**The task**.
Can you edit the entries below so that "player's" reads "athlete's", with every other character left as it is?

**The records**.
== == ==

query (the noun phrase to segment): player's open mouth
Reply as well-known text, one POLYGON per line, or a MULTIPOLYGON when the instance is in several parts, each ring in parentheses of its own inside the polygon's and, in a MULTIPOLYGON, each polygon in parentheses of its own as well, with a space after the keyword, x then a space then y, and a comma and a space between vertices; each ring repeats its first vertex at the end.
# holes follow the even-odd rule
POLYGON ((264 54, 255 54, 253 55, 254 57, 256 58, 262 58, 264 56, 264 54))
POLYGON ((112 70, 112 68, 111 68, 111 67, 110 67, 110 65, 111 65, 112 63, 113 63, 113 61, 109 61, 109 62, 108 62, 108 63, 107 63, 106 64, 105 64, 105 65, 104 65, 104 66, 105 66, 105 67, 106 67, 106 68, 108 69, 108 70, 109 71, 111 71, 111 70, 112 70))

== == ==

**Answer**.
query (the noun phrase to segment): athlete's open mouth
Reply as well-known text, one POLYGON per line, or a MULTIPOLYGON when the instance is in several parts, each ring in parentheses of its own inside the polygon's and, in a MULTIPOLYGON, each polygon in parentheses of its own as well, with a space after the keyword, x then a space then y, and a comma and a space between vertices; each ring repeats its first vertex at the end.
# holes follow the even-odd rule
POLYGON ((264 54, 255 54, 253 55, 254 57, 256 58, 262 58, 264 56, 264 54))
POLYGON ((112 70, 112 68, 111 68, 111 67, 110 67, 110 65, 111 65, 112 63, 113 63, 113 61, 109 61, 109 62, 108 62, 108 63, 107 63, 106 64, 105 64, 105 65, 104 65, 104 66, 105 66, 105 67, 106 67, 106 68, 108 69, 108 70, 109 71, 111 71, 111 70, 112 70))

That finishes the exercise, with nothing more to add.